Annotated coordinate records:

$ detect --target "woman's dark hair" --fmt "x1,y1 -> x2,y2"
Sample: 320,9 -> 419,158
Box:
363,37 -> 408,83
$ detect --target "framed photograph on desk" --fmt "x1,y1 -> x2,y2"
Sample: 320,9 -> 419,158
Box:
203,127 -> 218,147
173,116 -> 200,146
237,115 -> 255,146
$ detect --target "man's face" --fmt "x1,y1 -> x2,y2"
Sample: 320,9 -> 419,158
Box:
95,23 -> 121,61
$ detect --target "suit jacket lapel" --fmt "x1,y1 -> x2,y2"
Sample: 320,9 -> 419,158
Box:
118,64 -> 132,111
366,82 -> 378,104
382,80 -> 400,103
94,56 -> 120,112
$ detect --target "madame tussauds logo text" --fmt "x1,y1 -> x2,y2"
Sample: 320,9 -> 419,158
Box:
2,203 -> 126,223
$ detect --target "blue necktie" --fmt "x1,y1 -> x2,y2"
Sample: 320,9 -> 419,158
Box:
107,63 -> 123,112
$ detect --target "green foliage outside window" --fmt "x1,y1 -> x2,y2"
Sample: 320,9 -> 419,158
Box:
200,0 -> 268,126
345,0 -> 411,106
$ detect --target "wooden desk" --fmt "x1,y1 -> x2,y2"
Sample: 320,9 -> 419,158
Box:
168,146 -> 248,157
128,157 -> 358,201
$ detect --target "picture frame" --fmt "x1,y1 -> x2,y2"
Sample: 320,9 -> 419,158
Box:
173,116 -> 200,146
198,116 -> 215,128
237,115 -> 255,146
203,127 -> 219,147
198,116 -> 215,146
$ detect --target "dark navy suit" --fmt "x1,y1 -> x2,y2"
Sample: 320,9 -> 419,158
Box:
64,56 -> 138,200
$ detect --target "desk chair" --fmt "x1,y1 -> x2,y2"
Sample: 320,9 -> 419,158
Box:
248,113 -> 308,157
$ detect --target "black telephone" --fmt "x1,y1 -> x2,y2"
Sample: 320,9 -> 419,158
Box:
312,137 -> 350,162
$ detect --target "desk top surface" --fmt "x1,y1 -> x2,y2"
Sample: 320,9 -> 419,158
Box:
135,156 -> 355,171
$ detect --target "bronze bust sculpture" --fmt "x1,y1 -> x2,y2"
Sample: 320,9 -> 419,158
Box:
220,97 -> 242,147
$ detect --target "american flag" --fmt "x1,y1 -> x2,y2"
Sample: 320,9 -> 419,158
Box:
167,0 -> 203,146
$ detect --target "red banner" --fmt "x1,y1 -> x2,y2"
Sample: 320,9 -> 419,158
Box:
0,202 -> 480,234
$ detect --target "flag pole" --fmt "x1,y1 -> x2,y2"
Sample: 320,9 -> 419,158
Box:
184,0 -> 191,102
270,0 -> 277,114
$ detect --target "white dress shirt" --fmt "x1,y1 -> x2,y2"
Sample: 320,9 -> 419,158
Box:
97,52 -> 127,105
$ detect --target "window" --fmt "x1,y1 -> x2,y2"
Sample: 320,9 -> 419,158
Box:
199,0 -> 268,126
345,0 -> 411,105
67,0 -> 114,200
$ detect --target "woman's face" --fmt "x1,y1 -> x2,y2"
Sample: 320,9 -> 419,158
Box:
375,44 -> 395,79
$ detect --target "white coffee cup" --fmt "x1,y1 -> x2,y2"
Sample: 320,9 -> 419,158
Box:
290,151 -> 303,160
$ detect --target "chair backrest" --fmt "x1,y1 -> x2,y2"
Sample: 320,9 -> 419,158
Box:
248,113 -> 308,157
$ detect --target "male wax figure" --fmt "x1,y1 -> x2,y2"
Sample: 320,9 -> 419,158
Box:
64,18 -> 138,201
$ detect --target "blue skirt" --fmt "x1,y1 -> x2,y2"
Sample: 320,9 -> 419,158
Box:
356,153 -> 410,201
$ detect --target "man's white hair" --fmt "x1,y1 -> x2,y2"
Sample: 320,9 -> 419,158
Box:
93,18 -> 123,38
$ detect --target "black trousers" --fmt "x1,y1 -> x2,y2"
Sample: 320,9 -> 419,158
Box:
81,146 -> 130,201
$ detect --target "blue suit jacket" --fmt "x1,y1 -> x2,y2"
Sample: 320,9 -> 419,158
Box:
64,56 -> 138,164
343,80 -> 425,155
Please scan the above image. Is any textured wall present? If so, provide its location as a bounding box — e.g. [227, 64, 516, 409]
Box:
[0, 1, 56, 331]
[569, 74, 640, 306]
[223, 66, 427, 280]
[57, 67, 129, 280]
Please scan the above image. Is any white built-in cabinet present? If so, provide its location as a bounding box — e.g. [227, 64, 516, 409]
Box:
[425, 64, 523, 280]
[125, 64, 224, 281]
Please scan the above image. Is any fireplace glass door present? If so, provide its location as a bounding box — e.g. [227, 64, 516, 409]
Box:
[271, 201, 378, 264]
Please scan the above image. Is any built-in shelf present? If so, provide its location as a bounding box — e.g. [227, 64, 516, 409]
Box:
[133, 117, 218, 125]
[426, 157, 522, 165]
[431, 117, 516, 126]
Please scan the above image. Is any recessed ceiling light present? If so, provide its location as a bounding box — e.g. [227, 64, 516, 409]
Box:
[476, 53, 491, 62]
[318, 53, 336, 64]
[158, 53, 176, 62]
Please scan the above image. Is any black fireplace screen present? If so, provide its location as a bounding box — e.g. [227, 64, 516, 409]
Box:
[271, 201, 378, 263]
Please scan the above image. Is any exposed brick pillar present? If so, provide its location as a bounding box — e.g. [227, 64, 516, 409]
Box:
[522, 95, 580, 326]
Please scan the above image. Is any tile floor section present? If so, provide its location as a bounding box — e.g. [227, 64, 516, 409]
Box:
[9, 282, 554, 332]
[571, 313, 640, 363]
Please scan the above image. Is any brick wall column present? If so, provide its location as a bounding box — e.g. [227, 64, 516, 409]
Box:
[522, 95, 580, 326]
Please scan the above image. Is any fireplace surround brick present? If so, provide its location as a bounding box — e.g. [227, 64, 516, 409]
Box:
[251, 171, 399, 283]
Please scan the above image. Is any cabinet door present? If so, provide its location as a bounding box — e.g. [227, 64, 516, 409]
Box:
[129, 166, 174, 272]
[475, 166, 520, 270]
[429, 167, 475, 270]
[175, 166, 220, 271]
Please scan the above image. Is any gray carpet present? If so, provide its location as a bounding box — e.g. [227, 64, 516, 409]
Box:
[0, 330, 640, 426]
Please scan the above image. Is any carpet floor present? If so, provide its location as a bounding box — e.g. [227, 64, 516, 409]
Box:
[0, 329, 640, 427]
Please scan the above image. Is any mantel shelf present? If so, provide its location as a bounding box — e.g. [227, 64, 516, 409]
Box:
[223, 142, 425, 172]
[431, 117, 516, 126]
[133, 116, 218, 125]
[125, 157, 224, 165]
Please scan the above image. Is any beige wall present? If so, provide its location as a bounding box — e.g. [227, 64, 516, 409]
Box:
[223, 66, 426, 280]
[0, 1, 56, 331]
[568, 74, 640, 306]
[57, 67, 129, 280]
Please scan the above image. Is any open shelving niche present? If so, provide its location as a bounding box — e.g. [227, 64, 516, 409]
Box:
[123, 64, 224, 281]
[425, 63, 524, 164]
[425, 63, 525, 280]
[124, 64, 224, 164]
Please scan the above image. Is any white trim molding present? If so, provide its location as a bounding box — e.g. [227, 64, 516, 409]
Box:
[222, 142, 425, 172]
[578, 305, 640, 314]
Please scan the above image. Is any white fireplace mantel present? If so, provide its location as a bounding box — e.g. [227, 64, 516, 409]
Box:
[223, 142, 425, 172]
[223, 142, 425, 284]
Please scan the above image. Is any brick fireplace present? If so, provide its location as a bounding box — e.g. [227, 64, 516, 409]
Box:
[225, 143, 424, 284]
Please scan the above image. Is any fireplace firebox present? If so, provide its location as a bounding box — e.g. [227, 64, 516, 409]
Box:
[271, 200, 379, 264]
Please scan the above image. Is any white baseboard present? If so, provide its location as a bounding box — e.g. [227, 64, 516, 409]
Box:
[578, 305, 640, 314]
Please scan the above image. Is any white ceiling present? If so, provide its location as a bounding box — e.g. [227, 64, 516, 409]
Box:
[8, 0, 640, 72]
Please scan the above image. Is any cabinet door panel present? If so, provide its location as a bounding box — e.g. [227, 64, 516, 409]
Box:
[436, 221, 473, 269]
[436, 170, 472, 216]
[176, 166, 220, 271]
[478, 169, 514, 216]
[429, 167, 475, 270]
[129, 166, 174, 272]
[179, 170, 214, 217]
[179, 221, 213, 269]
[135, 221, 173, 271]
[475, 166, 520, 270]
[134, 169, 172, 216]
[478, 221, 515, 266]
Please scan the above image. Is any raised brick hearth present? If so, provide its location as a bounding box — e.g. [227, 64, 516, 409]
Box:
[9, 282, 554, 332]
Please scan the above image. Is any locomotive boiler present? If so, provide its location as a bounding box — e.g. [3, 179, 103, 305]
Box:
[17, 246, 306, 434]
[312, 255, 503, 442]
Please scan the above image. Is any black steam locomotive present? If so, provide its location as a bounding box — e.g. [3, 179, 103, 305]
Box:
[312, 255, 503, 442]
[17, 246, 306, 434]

▸ Given request
Please copy out, unchanged, the data running from the line that contains "Please scan the above image. Is any black steam" through the end of the data, including both of those ends.

▸ Complete answer
Please scan the above image. Is any black steam locomotive present? If so, provide its location as a bounding box — e.g. [3, 179, 103, 305]
Box:
[312, 255, 503, 442]
[17, 246, 306, 434]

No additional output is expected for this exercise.